SET EXERCISE | Format every line of the rows below as a JSON list of strings, one string per line, with blank lines omitted. Leave the pictures out of the answer.

## Begin

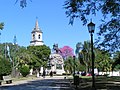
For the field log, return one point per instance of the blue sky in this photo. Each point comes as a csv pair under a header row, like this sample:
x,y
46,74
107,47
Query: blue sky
x,y
52,21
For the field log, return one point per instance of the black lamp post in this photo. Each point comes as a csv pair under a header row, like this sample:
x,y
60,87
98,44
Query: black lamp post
x,y
74,65
91,29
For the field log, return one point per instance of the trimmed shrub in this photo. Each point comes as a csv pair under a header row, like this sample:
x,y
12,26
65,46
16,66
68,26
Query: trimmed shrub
x,y
24,70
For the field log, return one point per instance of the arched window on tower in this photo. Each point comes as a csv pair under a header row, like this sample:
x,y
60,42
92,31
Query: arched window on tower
x,y
33,36
39,36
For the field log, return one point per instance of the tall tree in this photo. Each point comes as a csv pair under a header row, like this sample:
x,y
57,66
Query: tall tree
x,y
109,33
66,52
1,25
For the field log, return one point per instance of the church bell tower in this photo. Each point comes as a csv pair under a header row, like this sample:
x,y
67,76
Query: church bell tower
x,y
36,35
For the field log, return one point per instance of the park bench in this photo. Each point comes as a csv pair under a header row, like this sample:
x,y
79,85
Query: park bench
x,y
8,79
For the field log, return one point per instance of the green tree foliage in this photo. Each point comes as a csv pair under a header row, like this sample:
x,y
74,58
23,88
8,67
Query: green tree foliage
x,y
110,22
5,67
84,55
103,61
69,65
42,53
116,62
66,52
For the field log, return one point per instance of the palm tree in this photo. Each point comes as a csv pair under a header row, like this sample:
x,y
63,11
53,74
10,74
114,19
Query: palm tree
x,y
87,55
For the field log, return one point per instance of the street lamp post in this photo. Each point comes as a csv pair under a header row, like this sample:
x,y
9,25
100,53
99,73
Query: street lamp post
x,y
91,28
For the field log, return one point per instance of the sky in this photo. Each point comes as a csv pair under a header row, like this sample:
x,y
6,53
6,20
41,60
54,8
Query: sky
x,y
52,21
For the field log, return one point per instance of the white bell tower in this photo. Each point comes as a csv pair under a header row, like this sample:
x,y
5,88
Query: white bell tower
x,y
36,36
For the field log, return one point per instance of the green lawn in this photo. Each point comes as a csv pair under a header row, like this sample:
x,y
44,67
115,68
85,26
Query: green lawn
x,y
101,83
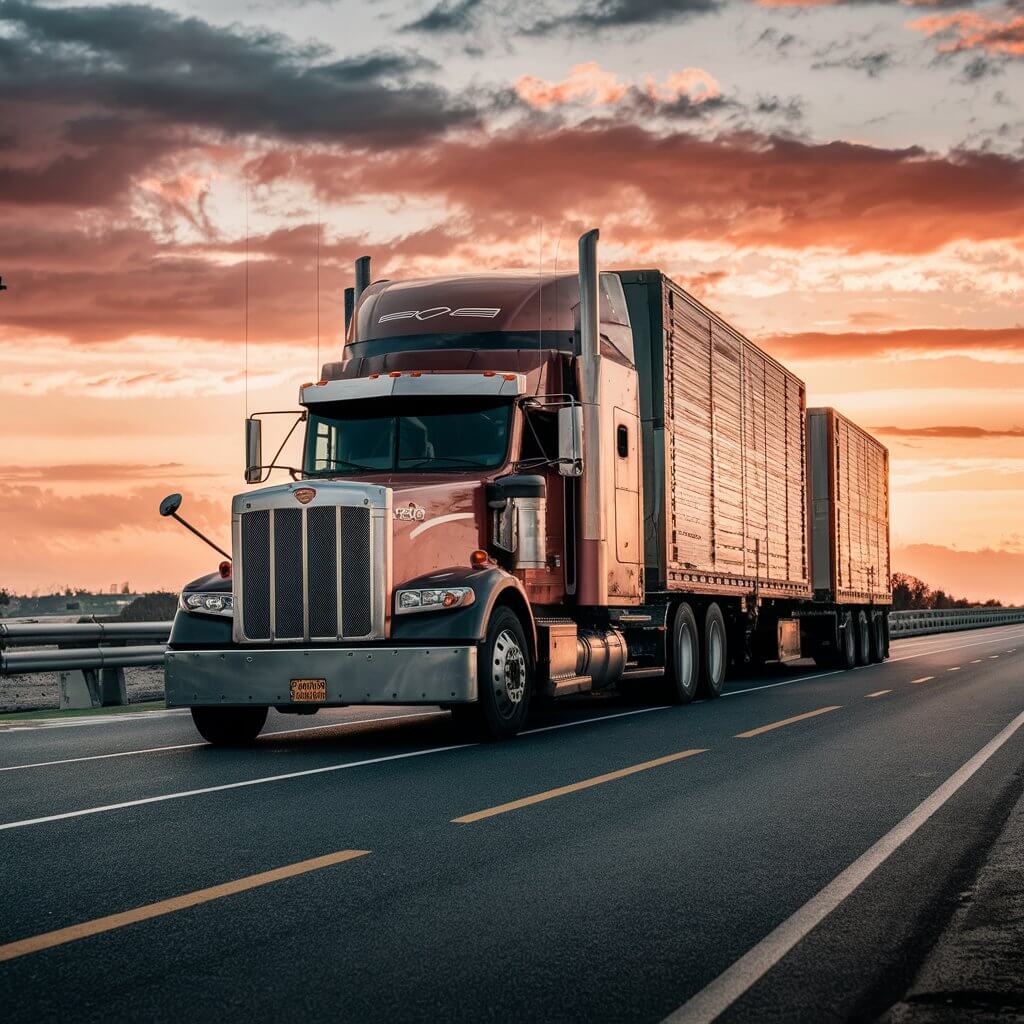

## End

RESULT FOR THIS TASK |
[
  "For the field log, return one point per instance of the blue sky in this photo. Each point comes as a csv pair under a header row, like this sample:",
  "x,y",
  "46,74",
  "107,47",
  "Query: blue sky",
  "x,y",
  "52,21",
  "For the field log, return one point per instance of the black lamp post in this photo. Each point comes as a csv pair under a header row, like this sample:",
  "x,y",
  "60,87",
  "98,44",
  "Query: black lamp post",
  "x,y",
  "74,65",
  "91,29",
  "For the field log, return one point per instance of the trimmed shrub in this photo. Each point comes as a csv pair under a header row, like this sample:",
  "x,y",
  "12,26",
  "65,46",
  "16,66",
  "68,26",
  "Query: trimmed shrub",
  "x,y",
  "24,70",
  "For the field log, return one point per instance of the arched window on tower in this photo. Each point comes as a csv pair under a header row, like this sample:",
  "x,y",
  "60,42",
  "92,31",
  "Query: arched window on tower",
  "x,y",
  "33,36",
  "39,36",
  "For the field log, return one point per instance of the tall tree in this photo. Each point comes as a csv pair under a header row, like this sample:",
  "x,y",
  "57,66",
  "Query: tall tree",
  "x,y",
  "109,33",
  "66,52",
  "1,25",
  "For the field log, return one point per instance of the church bell tower in this photo. Each point comes as a csv pair under a header row, like this sample:",
  "x,y",
  "67,76",
  "Query: church bell tower",
  "x,y",
  "36,35",
  "For the field log, return one point per instance of the park bench in this photo. Each point comes as a csv pair under a header row, like this sample:",
  "x,y",
  "79,85",
  "Query: park bench",
  "x,y",
  "8,79",
  "For the field log, return one point per instance of the green tree foliage in this photo. Each point comes as a csv pair under a header row, like this sample:",
  "x,y",
  "74,58",
  "23,88",
  "8,67",
  "Query: green tree foliage",
  "x,y",
  "110,22",
  "5,67",
  "84,55",
  "103,61",
  "69,65",
  "42,53",
  "116,62",
  "66,52",
  "For the field log, return one point per instance of the palm tree in this photo. Each point comes as a csv pair under a header row, like this sample:",
  "x,y",
  "63,11",
  "53,74",
  "10,74",
  "114,19",
  "Query: palm tree",
  "x,y",
  "87,55",
  "For the field log, return one point per instance of the street lamp post in this photo. Each point comes as a csv pair under a header row, like this sample:",
  "x,y",
  "9,25",
  "100,53",
  "99,73",
  "Query: street lamp post",
  "x,y",
  "91,28",
  "For the field log, return one point per instance of the sky in this photo. Each point comes as a csv pair under a header row, like this sample:",
  "x,y",
  "6,53",
  "6,20",
  "41,60",
  "54,8",
  "Query: sky",
  "x,y",
  "52,21",
  "For the field log, return one point per instance of the white bell tower in this photo. Each point comes as a csv pair under a header row, like this sample:",
  "x,y",
  "5,88",
  "Query: white bell tower",
  "x,y",
  "36,36",
  "For the field log, return one point per instance of the green lawn in this photo. Each point comes as a csv pair under a header row, like this sample:",
  "x,y",
  "44,67",
  "115,68",
  "85,26",
  "Query: green lawn",
  "x,y",
  "101,83"
]